Records from a collection:
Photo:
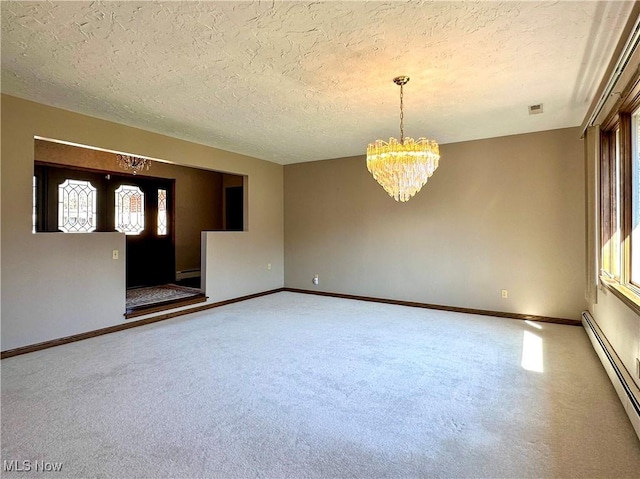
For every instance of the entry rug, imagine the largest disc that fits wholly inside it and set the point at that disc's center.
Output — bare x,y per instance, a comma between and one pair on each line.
138,297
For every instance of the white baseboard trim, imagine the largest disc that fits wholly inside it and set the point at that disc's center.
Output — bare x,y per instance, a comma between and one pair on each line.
627,389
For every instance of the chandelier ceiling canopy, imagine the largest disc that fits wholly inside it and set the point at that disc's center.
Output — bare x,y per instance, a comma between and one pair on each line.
133,163
402,167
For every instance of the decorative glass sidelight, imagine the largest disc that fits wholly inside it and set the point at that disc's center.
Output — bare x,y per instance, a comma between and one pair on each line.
129,216
76,206
162,212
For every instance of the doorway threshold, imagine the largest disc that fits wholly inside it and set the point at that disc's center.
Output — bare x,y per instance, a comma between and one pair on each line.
154,299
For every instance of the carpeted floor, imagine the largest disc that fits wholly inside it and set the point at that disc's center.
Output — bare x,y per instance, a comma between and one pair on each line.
149,295
299,386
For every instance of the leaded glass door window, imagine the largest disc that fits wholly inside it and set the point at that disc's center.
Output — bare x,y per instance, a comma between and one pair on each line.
162,212
129,210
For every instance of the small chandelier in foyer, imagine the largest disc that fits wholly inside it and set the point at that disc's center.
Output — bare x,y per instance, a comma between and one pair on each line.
402,167
134,163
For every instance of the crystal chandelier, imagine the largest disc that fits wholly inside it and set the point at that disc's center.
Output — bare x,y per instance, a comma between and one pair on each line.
402,167
133,163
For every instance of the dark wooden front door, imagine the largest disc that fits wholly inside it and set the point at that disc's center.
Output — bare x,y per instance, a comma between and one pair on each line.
143,210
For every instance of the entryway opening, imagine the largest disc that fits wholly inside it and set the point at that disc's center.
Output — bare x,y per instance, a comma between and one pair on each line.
162,211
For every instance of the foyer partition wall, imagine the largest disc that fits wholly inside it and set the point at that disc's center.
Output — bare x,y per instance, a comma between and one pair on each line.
56,284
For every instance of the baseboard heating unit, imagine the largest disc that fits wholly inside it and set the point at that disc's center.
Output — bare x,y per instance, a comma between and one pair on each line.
627,390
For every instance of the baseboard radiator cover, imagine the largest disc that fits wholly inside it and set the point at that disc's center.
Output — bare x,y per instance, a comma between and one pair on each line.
627,390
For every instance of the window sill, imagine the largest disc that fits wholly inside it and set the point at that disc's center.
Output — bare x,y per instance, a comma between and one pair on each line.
624,294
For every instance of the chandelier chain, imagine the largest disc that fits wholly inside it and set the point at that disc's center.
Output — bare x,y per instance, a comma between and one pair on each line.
402,113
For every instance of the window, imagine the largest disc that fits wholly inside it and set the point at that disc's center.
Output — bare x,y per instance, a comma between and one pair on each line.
620,197
634,247
129,210
76,206
162,212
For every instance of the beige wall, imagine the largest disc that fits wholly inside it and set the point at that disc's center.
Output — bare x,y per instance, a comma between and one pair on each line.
59,284
504,213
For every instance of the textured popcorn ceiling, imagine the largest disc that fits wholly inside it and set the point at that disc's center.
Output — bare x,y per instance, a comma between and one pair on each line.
300,81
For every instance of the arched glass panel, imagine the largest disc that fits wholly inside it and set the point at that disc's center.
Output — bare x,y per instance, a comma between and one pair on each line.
76,206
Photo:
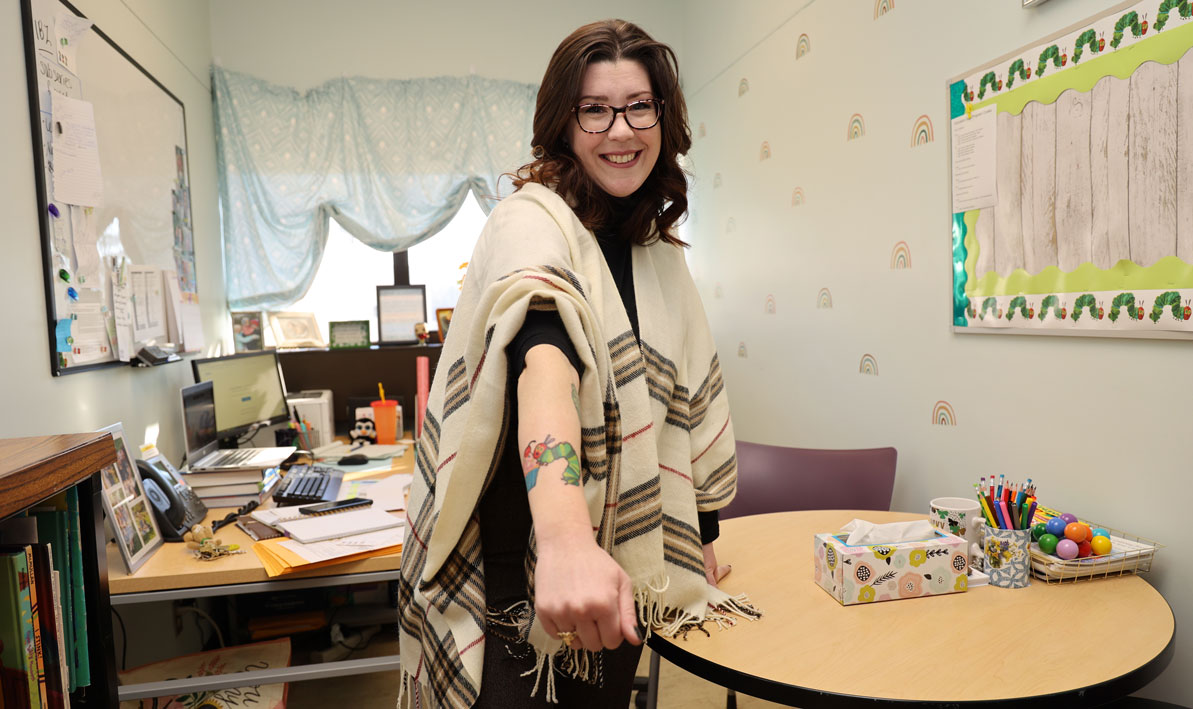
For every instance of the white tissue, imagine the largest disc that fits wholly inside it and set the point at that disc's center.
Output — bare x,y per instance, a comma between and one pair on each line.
867,532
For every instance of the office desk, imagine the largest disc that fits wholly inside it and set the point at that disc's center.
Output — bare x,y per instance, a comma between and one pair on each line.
1071,645
172,573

» DIRECTIONS:
Your job is to transcribe the entries above exactly; skip the pictures.

» OUTPUT:
Photo:
For every instance of the entry rug, imagine the largest disc that fits wholly inside it and set the point at that disc's center.
Output — bare x,y per instance, a comma between and one pair on each line.
138,297
For every instance of the white baseboard trim, imagine the largest disc that fits wholly inside it and set the point at that disc's center.
Output — bare x,y per instance, a comma between and one pair on each line.
627,389
For every instance of the chandelier ceiling canopy, imagine the largest disc that fits wholly inside it and set the point at that disc's center.
Output — bare x,y per instance, a comma between and one pair on each line.
133,163
402,167
For every instance of the decorative glass sidelight, imagine the largest disc that fits wholly inside it and set the point at that disc's center.
Output — bare x,y per instance, a comma between and one pair on each line.
129,216
76,206
162,212
For every instance of the doorway threshold, imagine the largest disc that fits wholly inside it and set the point at that disc's center.
Output — bare x,y per instance, a comma between and one pair on each line.
154,299
For every instance of the carpeted floor, imagine the largest disc that fits wholly inside it and set the point at that disc's center.
Output — bare x,y per instance, a comma between and one pair on each line.
149,295
299,386
For every instance of the leaded glass door window, imagine the largest disc that fits wholly inside it and set the point at that disc's center.
Output — bare x,y per instance, a comma between and one pair on each line.
162,212
129,210
For every instance of the small chandelier in foyer, imagine the largest disc that fits wholly inside it and set the point at that disc's center.
Output — bare x,y per instance, a comma between and one pair on each line.
402,167
134,163
For every instance of the crystal chandelier, imagine the largest disc that fits wholly inside it and set the point at that disc's center.
Output — bare x,y per instance, a comma between and one pair on each line.
402,167
133,163
For every instance of the dark wooden front door, imagine the largest disc that fits wholly inside it and set the point at that disc's center.
Output — bare x,y per instance, a comma between and one pair on each line.
143,210
For every instance of the entryway opening, imagine the largest disc that fits wholly inside it and set the point at that disc's center.
Output — bare x,y per instance, a comma between and one pair on each line.
162,211
For every instance of the foyer partition wall, imagine the largest disc that fits wholly inside it and set the point at that disc's center.
Output — bare x,y per instance, a comma between and one pair on each line.
56,284
For every instance of the baseboard heating unit, imagine the largest disc that fits wholly inside it and set the point at that disc's center.
Output — bare x,y per instance, a comma between and one pair on each line.
627,390
For every instance of the baseboard radiator cover, imagine the largest disc that fits wholly inside it and set the point at that disc's center.
Output — bare x,y per instance, a comma between and one pair on each line.
627,390
For every instance of the window sill, imagine the largest disc that fits wholly inside it and set the point at that disc's center.
Output — bare x,y per instance, a comma between and one pair on each line.
624,294
For every instance of the chandelier chain, imagine the largest disc that fits wholly inside it and set the point at that disc's center.
Output — bare x,y per instance, a comma between and one pair on each line.
402,113
For every instance of the window, imagine the largest disc that fits wholly inside it and set the point at that disc's center.
Output — bare x,y per instance, a comma between and one pair on each line.
620,197
634,247
129,210
76,206
162,212
For every instance of the beige wall, imagine the largest disc that fits wholly inside it and set the point at that disc's center.
Output — bare x,y per instance, a comma between and one pair on each line.
59,284
504,213
For every instance of the textured popcorn ceiling, imagine the largest disc that fits wholly inside it and set the point at that disc's center.
Output — bare x,y per instance, a comma between and one pair on each line.
300,81
For every instance of the arched glass panel, imagine the largest disc that fits wholly inside it and set the point at that disc's center.
Output — bare x,y per instance, a comma between and one pair on each line.
76,206
Photo:
For every instance of the white tissue, imagine the largest disc that fits wholly inside it and set the point at that disc's center.
Output — bare x,y per instance, a comma between and one pair on each line.
867,532
For every instance of the office desk, imagine the largest disc that fits wholly inside it and set the point at that disc's center.
Output — bare x,y per instance, a comma between and one pair on each line.
1071,645
172,573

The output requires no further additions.